*Brief*
How many lines of the entries contain the word "rocky"? Reply with the number only.

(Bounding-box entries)
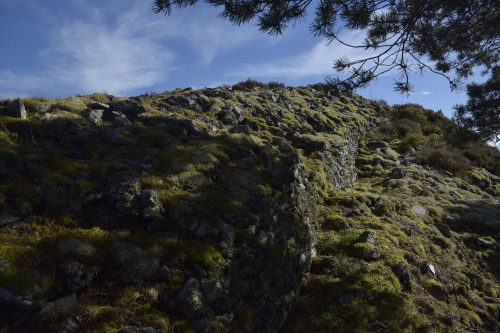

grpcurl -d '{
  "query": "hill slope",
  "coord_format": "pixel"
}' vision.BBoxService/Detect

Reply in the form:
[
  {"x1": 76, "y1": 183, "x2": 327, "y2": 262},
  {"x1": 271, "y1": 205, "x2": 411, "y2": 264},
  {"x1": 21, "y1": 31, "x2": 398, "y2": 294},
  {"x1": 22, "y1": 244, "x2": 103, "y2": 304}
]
[{"x1": 0, "y1": 82, "x2": 500, "y2": 332}]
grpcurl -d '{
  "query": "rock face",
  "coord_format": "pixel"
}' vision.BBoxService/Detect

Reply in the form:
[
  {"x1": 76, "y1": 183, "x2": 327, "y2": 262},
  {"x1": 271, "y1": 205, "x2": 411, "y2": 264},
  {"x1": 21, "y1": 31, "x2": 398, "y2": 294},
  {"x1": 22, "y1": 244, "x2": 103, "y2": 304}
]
[
  {"x1": 3, "y1": 98, "x2": 26, "y2": 119},
  {"x1": 0, "y1": 86, "x2": 372, "y2": 332}
]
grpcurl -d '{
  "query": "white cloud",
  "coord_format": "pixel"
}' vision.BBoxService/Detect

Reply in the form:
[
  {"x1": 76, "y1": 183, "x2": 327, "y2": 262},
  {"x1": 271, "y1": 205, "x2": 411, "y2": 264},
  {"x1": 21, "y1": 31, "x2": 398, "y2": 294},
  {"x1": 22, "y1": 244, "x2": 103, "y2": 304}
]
[
  {"x1": 0, "y1": 0, "x2": 256, "y2": 96},
  {"x1": 229, "y1": 31, "x2": 380, "y2": 78},
  {"x1": 43, "y1": 22, "x2": 173, "y2": 94}
]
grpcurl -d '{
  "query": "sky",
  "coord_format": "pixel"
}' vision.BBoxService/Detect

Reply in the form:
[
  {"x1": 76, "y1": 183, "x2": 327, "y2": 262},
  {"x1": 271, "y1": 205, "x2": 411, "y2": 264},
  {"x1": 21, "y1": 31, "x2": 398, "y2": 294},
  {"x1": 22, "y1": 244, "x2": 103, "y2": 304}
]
[{"x1": 0, "y1": 0, "x2": 484, "y2": 117}]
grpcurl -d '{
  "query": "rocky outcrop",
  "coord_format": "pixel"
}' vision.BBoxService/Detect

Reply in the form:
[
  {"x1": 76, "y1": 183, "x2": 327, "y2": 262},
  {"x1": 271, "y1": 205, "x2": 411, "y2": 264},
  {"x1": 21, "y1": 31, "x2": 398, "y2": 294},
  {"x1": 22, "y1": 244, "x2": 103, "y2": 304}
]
[{"x1": 0, "y1": 85, "x2": 375, "y2": 332}]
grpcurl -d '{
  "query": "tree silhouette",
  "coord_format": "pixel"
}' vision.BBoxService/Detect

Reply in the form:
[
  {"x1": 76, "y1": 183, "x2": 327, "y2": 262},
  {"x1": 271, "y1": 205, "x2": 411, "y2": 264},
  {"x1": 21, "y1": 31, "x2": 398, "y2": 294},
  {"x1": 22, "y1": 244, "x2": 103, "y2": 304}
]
[{"x1": 153, "y1": 0, "x2": 500, "y2": 140}]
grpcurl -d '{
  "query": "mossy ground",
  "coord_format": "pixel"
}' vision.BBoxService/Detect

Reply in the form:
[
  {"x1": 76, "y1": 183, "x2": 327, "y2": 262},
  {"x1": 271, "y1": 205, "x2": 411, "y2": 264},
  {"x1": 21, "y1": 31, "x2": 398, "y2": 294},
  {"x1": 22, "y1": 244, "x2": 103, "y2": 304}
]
[
  {"x1": 0, "y1": 85, "x2": 500, "y2": 332},
  {"x1": 281, "y1": 106, "x2": 500, "y2": 332}
]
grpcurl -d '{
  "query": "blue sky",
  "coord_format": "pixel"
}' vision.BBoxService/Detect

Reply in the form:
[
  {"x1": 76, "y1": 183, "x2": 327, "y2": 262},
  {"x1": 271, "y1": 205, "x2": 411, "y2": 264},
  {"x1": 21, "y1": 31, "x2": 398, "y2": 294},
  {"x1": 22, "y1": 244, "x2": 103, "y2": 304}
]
[{"x1": 0, "y1": 0, "x2": 484, "y2": 116}]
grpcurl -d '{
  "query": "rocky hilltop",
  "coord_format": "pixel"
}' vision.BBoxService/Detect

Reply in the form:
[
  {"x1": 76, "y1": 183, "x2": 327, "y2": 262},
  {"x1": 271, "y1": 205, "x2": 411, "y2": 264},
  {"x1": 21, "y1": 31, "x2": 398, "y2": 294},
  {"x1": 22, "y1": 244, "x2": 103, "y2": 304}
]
[{"x1": 0, "y1": 81, "x2": 500, "y2": 333}]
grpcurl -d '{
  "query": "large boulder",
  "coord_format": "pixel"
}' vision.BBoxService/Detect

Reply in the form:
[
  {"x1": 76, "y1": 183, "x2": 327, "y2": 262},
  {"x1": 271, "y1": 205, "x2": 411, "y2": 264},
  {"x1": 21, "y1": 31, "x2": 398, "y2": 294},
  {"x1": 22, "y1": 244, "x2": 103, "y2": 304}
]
[{"x1": 3, "y1": 98, "x2": 27, "y2": 119}]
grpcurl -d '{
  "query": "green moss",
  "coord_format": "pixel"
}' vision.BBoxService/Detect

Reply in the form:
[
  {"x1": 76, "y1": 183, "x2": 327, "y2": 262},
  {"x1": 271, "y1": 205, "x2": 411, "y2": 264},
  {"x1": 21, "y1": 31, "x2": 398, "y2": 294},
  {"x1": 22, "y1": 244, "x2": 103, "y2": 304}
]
[
  {"x1": 0, "y1": 269, "x2": 36, "y2": 294},
  {"x1": 231, "y1": 308, "x2": 253, "y2": 333},
  {"x1": 178, "y1": 241, "x2": 222, "y2": 270}
]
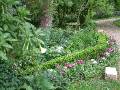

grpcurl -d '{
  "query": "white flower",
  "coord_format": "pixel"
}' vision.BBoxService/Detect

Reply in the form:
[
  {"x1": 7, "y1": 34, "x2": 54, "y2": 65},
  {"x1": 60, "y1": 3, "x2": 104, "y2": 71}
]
[{"x1": 41, "y1": 47, "x2": 47, "y2": 53}]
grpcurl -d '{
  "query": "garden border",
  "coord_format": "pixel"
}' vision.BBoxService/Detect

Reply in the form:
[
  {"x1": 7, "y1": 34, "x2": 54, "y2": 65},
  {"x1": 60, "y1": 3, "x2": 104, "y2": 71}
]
[{"x1": 39, "y1": 33, "x2": 108, "y2": 69}]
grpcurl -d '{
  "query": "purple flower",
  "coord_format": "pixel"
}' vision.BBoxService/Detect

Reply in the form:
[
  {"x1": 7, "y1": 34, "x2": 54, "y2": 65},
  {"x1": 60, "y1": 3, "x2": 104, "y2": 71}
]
[
  {"x1": 107, "y1": 48, "x2": 114, "y2": 53},
  {"x1": 65, "y1": 64, "x2": 75, "y2": 68},
  {"x1": 76, "y1": 60, "x2": 84, "y2": 64}
]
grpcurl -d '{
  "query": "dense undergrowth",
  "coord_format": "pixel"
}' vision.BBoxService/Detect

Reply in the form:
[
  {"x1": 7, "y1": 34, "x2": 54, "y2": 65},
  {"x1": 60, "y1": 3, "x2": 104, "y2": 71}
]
[{"x1": 0, "y1": 0, "x2": 117, "y2": 90}]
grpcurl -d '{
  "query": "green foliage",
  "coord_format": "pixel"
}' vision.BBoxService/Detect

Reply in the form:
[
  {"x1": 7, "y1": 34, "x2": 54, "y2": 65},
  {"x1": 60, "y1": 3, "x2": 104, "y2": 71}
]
[
  {"x1": 94, "y1": 0, "x2": 114, "y2": 18},
  {"x1": 113, "y1": 20, "x2": 120, "y2": 27},
  {"x1": 66, "y1": 30, "x2": 98, "y2": 52},
  {"x1": 0, "y1": 60, "x2": 21, "y2": 90},
  {"x1": 113, "y1": 0, "x2": 120, "y2": 11},
  {"x1": 39, "y1": 34, "x2": 108, "y2": 69},
  {"x1": 0, "y1": 0, "x2": 43, "y2": 59},
  {"x1": 67, "y1": 80, "x2": 120, "y2": 90}
]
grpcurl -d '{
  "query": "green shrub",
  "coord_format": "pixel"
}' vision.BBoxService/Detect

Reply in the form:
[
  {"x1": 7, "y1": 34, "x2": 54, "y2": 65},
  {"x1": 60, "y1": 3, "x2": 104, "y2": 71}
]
[
  {"x1": 67, "y1": 80, "x2": 120, "y2": 90},
  {"x1": 39, "y1": 34, "x2": 108, "y2": 69},
  {"x1": 66, "y1": 30, "x2": 98, "y2": 52}
]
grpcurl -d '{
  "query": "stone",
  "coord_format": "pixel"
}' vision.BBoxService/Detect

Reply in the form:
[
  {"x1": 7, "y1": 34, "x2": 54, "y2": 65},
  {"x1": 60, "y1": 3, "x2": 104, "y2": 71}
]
[{"x1": 105, "y1": 67, "x2": 118, "y2": 80}]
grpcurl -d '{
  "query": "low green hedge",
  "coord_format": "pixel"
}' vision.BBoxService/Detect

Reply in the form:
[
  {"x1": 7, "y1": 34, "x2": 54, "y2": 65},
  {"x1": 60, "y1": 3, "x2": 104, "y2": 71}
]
[
  {"x1": 39, "y1": 33, "x2": 108, "y2": 69},
  {"x1": 113, "y1": 20, "x2": 120, "y2": 27}
]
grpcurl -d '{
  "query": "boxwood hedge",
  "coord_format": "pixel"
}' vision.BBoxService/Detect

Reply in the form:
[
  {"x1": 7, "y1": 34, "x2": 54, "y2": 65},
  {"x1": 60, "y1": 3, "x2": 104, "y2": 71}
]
[{"x1": 39, "y1": 33, "x2": 108, "y2": 69}]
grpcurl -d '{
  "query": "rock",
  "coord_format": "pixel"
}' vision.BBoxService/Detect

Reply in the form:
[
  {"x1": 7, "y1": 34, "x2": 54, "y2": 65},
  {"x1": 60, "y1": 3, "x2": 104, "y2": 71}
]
[{"x1": 105, "y1": 67, "x2": 118, "y2": 80}]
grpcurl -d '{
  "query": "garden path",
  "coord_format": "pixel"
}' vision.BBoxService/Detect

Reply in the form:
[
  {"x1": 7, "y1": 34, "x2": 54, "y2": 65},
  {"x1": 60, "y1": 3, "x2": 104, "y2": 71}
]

*The output*
2